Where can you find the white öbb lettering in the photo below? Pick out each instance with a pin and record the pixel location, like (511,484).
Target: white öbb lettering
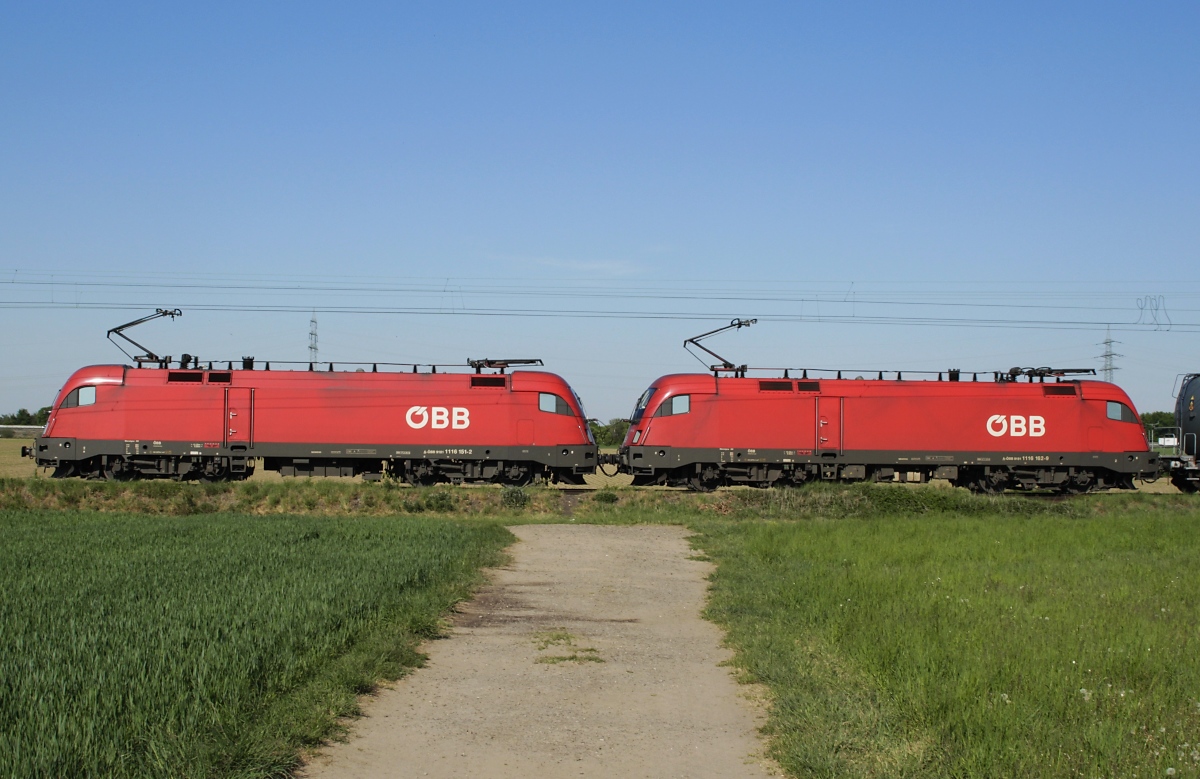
(438,417)
(1017,426)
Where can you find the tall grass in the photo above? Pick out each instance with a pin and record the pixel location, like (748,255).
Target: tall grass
(989,645)
(137,646)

══════════

### [INSTRUCTION]
Restate the records above in full, word for word. Keep pictures out.

### [EXERCISE ANSWER]
Where can you find the white öbb lettering in the photo below? Pick out each instance with a pin and record the pixel location, like (511,484).
Target: white öbb lettering
(438,417)
(1017,426)
Where can you find the tall grass in the photo above? Pick out each instance with a pin and record the pixel location, like (748,255).
Target: tall grass
(989,645)
(137,646)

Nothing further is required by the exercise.